* Supplied text:
━━━━━━━━━━

Ezra, it comes back to that appalling memo from Bill Kristol. Republicans are going to a scorched earth policy to keep the middle class from gaining any of the ground they have lost. They will not stop at killing health care reform. They want the entire country to fail under Obama so they can ride to the rescue, to pour more gasoline on the fire they started?

Horrible, man, absolute cynicism.

Posted by: PoliticalPragmatist | July 10, 2009 4:38 PM | Report abuse

I think in some sense too, it's not just the Bill Kristol memo, though I think that is in play. I think it's also part of a larger plan to sort of attack the whole welfare state as we know it, and "make the government so small that you can drown it in a bathtub."

The larger plan seems to cause the government to grow so large that there has to be horrific cuts at some point in time. Meanwhile we dismantle our tax system on both progressivity and its basic function of revenue raising. The interest grows, and we have no choice but to just eliminate Medicare, Medicaid, Social Security, and the larger welfare state aparatus. It's sort of Michael Graetz and Ian Shapiro's drip by drip that appeared in the estate tax debate.

I just worry that we have become locked into our environment. We argue against tax. We have a sense that government and regulators are all bad (a cultural thing, but that affects the outward situation that often moves us more than we move ourselves). As such we form reactance towards government, and think nothing could be right.

Posted by: blpanda | July 10, 2009 4:48 PM | Report abuse

We began talking about health care reform this year because the fast-rising costs of health care put our companies at a disadvantage in the global economy - and in the long run are unsustainable.

If politicians feel that cost containment is not to their liking - then in all honesty, it's time to cut off the debate. Reform is not happening. So stop the inept discussion of it.

Stop talking about taking money out of paychecks and adding the uninsured to an unsustainable system. It is foolish and far too costly to implement these things, when cost containment is a key issue that is being ignored completely.

Posted by: anne3 | July 10, 2009 5:00 PM | Report abuse

Why don't they just extend the tax preference to individually purchased insurance plans? That would immediately reduce the cost of insurance premiums and thus make insurance more affordable.

Posted by: fallsmeadjc | July 10, 2009 9:09 PM | Report abuse

Ezra, you're a fascist, you know it, and your fellow Journolist nazi's know it too. You're an elitist, hypocritical scumbag, who demands that working poor and middle class citizenry, be subjected to economic genocide, and the elderly as well. All so pigs like you can demand government subsidize your cheap foreign help, and your corporate friends (who subsidize you) get to subvert wage standards, eliminate workplace protections, and decimate food, product, drug and environmental protections.

━━━━━━━━━━

* Listed entries:
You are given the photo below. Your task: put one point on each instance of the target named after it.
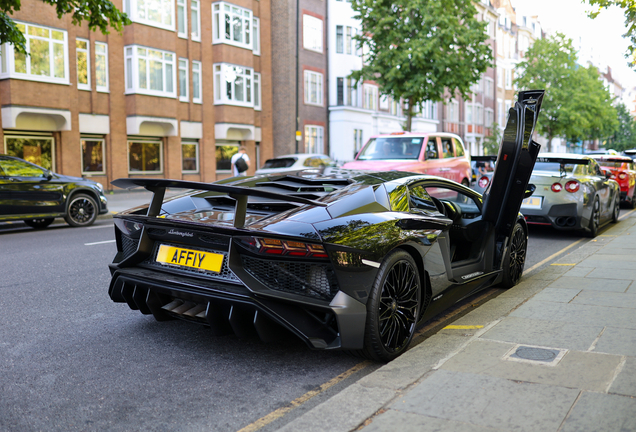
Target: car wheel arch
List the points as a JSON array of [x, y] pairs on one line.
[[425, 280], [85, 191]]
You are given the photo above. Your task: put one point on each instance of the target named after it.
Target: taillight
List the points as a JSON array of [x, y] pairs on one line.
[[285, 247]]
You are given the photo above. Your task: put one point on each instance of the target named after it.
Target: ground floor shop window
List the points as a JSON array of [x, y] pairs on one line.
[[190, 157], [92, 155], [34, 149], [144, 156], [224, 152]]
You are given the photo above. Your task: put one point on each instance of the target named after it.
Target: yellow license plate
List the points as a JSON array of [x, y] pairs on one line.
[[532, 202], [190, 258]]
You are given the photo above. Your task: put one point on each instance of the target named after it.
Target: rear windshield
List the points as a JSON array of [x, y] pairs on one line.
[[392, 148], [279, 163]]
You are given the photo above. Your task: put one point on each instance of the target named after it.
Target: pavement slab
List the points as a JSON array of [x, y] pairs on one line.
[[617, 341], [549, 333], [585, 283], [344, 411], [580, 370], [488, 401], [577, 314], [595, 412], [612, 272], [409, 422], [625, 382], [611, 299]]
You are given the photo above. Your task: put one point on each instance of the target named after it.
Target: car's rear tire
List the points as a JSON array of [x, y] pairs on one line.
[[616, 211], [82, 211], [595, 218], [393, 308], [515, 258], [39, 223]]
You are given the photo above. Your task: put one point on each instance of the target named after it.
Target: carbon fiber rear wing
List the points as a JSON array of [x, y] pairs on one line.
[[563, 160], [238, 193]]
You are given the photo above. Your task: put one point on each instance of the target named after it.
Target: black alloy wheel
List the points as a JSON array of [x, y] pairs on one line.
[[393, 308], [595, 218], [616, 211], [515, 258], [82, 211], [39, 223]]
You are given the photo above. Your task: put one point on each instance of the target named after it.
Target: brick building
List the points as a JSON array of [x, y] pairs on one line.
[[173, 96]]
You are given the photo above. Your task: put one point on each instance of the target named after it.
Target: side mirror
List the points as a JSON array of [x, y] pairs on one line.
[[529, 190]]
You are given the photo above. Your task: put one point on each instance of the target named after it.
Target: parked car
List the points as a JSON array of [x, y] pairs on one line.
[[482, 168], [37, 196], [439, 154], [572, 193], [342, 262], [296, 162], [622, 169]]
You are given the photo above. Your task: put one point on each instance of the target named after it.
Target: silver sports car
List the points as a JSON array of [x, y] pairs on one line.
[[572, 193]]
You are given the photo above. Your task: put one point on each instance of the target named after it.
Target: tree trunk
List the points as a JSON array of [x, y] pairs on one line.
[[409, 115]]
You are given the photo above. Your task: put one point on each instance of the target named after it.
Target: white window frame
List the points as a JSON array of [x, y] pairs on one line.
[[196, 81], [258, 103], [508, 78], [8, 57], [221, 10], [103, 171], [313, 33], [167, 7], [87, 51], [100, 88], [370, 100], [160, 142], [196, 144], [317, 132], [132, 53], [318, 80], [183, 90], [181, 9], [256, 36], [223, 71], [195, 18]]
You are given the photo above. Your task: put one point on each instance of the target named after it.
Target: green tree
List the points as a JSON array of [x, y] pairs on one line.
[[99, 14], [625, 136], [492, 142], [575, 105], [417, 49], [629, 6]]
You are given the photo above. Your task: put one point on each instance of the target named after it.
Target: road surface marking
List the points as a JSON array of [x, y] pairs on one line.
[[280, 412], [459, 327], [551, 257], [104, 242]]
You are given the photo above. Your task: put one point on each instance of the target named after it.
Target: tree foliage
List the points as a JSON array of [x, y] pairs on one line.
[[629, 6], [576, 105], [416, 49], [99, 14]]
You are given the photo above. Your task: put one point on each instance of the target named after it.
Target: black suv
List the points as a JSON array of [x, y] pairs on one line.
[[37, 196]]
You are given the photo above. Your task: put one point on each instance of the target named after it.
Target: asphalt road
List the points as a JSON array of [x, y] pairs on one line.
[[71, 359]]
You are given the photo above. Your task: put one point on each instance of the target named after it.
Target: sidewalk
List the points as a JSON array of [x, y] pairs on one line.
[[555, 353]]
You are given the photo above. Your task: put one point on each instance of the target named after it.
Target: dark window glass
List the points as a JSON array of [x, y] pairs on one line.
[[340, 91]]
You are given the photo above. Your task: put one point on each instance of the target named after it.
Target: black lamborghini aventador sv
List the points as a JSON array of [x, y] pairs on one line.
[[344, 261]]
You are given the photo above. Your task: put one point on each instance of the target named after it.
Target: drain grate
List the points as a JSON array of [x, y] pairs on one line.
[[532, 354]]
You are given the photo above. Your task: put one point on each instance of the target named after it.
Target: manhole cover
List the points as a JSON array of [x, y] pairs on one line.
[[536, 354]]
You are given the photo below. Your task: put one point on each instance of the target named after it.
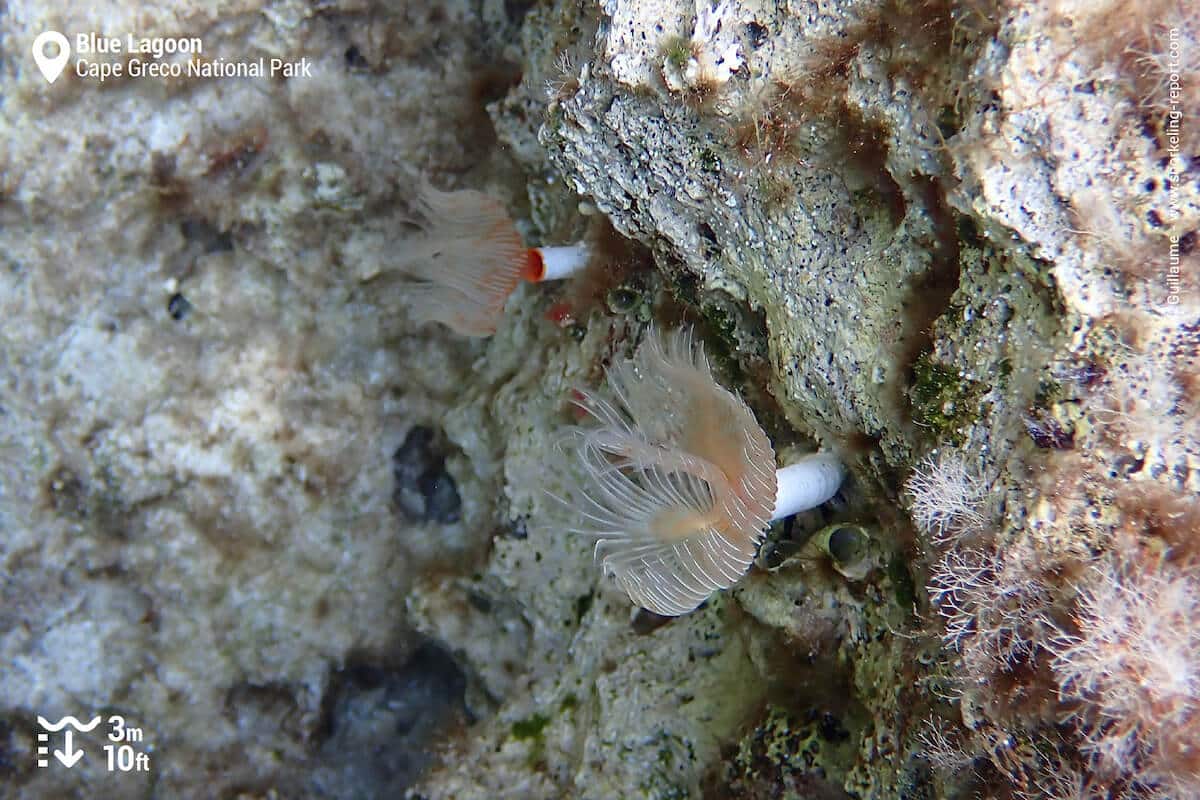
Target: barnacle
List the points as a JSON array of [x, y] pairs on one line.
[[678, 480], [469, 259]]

━━━━━━━━━━

* Questions:
- a) In the health care comment thread, which commenter suggests extending the tax preference to individually purchased insurance plans?
- b) According to anne3 in the health care comment thread, why did talk of health care reform start this year?
- c) Echo the stretch of the health care comment thread from "Ezra, you're a" through "and environmental protections.".

* List of solutions:
- a) The commenter fallsmeadjc.

- b) Health care costs were rising fast, which put companies at a disadvantage in the global economy. anne3 also says those costs are unsustainable in the long run.

- c)
Ezra, you're a fascist, you know it, and your fellow Journolist nazi's know it too. You're an elitist, hypocritical scumbag, who demands that working poor and middle class citizenry, be subjected to economic genocide, and the elderly as well. All so pigs like you can demand government subsidize your cheap foreign help, and your corporate friends (who subsidize you) get to subvert wage standards, eliminate workplace protections, and decimate food, product, drug and environmental protections.